▸ **Requirement**:
Reproduce the data exactly.

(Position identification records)
:::::

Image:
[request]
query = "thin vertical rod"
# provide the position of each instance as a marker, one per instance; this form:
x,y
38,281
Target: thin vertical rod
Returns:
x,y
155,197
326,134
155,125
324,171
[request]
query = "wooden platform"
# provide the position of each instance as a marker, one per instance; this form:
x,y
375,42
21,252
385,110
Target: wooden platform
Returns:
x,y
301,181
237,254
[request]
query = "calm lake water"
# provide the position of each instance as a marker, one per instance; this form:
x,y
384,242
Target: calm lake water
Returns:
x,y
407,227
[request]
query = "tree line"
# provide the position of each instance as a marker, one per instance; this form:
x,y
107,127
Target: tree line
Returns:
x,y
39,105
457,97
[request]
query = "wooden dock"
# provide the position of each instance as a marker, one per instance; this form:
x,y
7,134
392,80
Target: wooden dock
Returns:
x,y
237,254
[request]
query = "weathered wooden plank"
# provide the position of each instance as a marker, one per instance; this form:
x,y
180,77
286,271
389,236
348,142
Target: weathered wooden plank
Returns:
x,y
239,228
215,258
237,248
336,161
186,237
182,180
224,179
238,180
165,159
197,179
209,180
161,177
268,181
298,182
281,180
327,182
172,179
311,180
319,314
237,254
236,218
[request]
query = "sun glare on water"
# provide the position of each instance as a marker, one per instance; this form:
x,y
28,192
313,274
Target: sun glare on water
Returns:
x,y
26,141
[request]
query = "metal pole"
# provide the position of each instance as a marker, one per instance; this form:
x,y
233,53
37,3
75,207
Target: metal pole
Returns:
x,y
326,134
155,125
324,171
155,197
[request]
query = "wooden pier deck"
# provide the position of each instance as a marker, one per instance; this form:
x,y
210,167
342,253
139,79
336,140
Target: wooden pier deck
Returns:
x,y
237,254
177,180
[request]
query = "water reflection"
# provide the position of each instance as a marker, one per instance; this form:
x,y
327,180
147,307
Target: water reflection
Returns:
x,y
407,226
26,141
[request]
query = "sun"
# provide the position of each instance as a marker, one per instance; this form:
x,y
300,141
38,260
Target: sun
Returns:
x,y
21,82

:::::

▸ **Result of the exercise**:
Image:
[request]
query = "thin vertical rod"
# provide the position of each instance as a marker, one per instance; this form:
x,y
38,281
Target: thin vertical rod
Returns:
x,y
155,197
326,134
155,125
324,171
[request]
query = "wooden platform"
# provide the position of each instance as a marker, one per instance; this form:
x,y
375,42
21,252
385,110
Target: wooden platform
Returns:
x,y
301,181
237,254
[request]
query = "calm lake water"
# provide the position of each instance as a marker, one per instance; this form:
x,y
384,242
Target: calm lake water
Returns:
x,y
407,227
[request]
query = "tree line"
# provide the position of each instance as a marker, one per instance; this form:
x,y
107,127
Target: tree line
Returns:
x,y
39,105
457,97
[request]
query = "wooden dock"
# provide the position of each instance as a marker, one per instance; this form:
x,y
7,134
392,80
Target: wooden dock
Returns:
x,y
237,254
[request]
query = "weathered wooden plank"
# provide the position of each instance as a marker, one per instance; this form:
x,y
180,77
286,271
389,236
348,142
Target: weathered wooden plank
Returns:
x,y
239,228
215,258
237,248
336,161
186,237
182,180
224,179
238,180
165,159
197,179
209,180
161,177
268,181
298,182
281,180
327,182
172,179
311,180
319,314
237,254
236,218
[request]
query = "sun glare on water"
# provide the position of each instance as a marker, one per instance; this form:
x,y
28,192
313,274
Target: sun glare on water
Returns:
x,y
26,141
[request]
query = "metal pole"
# provide the position of each instance as a marker, one per instance; this form:
x,y
233,53
37,3
75,207
Target: metal pole
Returns:
x,y
326,134
155,125
324,171
155,197
[request]
query = "wooden pier deck"
# provide the position of each instance as a marker, one per instance; this form:
x,y
210,167
342,253
139,79
336,140
Target: wooden pier deck
Returns:
x,y
237,254
177,180
[request]
query = "water reflection"
# provide the position of each instance as a marker, one per instance; this form:
x,y
327,180
147,307
Target: water reflection
Returns:
x,y
407,226
26,141
[request]
query = "sun"
# provide the position of each instance as a marker, one per instance; this form:
x,y
300,141
38,260
Target: sun
Returns:
x,y
21,82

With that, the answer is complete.